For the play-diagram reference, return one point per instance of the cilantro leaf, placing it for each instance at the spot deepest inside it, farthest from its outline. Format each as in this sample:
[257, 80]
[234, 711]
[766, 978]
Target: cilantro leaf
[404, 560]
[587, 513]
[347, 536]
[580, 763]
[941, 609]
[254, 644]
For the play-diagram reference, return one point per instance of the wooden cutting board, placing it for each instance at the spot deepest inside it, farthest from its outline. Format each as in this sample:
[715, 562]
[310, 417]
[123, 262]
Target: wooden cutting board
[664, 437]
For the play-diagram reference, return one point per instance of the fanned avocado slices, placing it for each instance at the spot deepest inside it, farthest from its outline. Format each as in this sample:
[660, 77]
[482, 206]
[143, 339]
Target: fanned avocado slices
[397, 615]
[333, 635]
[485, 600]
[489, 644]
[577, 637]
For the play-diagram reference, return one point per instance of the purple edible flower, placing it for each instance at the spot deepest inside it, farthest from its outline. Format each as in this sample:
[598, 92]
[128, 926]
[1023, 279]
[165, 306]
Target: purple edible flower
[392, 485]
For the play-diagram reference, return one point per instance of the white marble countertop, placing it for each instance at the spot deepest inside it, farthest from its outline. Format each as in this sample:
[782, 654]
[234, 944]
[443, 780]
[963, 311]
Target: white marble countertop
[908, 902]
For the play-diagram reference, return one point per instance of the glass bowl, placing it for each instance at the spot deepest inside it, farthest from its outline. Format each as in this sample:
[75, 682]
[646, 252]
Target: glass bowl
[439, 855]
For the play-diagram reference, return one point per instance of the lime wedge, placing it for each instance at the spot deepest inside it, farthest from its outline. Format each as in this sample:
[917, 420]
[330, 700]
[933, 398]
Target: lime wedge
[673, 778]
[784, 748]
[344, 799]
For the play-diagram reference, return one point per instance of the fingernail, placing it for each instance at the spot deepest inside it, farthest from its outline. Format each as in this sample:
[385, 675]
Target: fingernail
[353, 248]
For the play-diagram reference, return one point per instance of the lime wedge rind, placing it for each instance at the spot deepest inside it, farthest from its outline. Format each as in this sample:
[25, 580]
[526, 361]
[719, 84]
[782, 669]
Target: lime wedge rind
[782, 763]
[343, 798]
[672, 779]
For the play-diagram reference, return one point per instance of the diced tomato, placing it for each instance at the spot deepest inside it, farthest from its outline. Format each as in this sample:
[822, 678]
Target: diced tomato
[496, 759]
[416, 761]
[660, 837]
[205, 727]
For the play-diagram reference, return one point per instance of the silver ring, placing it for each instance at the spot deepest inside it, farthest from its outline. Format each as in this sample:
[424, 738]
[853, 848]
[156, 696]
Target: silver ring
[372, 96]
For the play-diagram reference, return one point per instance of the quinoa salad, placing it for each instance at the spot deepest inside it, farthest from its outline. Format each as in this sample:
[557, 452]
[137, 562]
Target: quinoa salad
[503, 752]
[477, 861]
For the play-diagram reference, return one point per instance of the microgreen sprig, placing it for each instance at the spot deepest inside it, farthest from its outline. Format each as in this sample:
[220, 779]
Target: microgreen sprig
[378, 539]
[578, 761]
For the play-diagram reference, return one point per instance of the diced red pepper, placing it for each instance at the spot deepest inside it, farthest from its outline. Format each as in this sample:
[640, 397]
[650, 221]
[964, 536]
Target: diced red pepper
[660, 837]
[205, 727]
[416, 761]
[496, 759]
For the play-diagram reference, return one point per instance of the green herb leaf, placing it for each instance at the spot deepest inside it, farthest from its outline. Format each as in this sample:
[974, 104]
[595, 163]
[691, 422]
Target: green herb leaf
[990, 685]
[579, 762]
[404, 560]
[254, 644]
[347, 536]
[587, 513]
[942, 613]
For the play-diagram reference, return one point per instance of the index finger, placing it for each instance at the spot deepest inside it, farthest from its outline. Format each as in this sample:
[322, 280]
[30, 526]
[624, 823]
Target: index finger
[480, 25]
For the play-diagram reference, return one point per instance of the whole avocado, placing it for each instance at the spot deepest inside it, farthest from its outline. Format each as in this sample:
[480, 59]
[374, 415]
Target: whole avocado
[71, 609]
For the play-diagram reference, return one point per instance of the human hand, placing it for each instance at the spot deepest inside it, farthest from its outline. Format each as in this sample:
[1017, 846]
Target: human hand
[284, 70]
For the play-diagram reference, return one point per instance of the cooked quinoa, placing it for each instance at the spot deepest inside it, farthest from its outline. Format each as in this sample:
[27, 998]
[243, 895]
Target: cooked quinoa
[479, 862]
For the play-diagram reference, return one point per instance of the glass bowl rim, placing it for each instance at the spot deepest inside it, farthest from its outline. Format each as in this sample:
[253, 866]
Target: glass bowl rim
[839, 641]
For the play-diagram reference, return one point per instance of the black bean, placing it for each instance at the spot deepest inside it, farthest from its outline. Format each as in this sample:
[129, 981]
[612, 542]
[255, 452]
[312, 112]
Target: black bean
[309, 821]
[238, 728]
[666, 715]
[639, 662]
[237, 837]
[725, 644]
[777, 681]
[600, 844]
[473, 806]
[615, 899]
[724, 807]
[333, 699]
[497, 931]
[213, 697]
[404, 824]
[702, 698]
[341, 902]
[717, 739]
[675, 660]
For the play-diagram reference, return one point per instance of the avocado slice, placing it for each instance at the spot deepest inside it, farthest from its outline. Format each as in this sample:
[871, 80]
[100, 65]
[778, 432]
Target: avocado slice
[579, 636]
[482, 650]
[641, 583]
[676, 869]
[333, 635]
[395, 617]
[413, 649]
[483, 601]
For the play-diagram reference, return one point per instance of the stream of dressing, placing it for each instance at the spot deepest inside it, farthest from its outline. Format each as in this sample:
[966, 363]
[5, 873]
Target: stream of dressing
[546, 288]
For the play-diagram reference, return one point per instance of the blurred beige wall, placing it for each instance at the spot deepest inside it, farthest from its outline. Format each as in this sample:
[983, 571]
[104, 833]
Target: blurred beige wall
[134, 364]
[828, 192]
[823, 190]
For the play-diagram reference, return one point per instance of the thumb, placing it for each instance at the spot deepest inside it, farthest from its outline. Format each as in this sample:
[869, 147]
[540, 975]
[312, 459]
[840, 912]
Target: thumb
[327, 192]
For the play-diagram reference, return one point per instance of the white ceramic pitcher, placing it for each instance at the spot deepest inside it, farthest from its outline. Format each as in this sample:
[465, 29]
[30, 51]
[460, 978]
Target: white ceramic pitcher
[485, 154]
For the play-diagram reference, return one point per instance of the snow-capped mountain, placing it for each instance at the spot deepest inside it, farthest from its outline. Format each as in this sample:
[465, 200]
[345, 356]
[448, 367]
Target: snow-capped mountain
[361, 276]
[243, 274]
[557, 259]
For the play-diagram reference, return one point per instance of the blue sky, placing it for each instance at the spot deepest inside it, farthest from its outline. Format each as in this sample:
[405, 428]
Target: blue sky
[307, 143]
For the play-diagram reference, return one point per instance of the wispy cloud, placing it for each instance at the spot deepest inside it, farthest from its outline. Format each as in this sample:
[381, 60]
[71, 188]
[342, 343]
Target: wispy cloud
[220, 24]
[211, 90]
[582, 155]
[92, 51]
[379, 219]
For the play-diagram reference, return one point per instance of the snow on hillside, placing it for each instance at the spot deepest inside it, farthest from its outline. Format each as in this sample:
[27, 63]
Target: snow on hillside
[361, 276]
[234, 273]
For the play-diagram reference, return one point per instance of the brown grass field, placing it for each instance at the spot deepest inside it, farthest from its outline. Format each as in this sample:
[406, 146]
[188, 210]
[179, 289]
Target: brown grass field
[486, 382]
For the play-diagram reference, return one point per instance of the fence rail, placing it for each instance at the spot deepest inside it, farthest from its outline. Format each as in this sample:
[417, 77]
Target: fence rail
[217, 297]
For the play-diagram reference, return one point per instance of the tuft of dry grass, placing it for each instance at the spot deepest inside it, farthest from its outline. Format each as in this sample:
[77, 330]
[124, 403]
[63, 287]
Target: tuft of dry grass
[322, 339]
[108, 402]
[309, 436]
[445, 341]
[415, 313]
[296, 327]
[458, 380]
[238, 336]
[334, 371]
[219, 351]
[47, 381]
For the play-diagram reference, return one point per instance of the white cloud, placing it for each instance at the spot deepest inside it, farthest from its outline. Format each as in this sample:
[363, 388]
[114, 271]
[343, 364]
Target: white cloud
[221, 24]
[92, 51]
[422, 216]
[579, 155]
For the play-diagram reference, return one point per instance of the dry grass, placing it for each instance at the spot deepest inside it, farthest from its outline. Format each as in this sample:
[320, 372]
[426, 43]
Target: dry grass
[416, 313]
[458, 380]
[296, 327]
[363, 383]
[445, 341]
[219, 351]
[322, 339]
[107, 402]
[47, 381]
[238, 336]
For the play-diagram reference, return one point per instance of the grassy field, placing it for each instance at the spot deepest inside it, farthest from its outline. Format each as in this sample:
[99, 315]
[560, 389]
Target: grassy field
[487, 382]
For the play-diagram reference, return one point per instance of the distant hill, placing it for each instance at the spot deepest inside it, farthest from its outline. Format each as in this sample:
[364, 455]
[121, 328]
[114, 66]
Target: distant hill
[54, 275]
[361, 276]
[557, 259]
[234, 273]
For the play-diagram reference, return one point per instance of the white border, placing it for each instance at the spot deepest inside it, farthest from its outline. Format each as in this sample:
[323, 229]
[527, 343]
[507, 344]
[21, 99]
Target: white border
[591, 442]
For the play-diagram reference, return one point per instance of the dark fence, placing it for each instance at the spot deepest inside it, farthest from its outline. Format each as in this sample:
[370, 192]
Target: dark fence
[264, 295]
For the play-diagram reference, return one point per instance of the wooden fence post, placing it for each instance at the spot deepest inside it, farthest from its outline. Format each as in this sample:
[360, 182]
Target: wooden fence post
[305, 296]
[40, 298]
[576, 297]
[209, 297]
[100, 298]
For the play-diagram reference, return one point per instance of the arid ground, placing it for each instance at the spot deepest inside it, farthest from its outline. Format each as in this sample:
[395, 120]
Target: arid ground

▸ TASK DIRECTIONS
Check each line above for the string "arid" and copy those that have it.

▸ OUTPUT
For the play-diagram reference, return one point per instance of the arid ground, placing it for each instance at the spot deepest inside it, farthest from its outline. Format each as in this sample:
Target: arid ground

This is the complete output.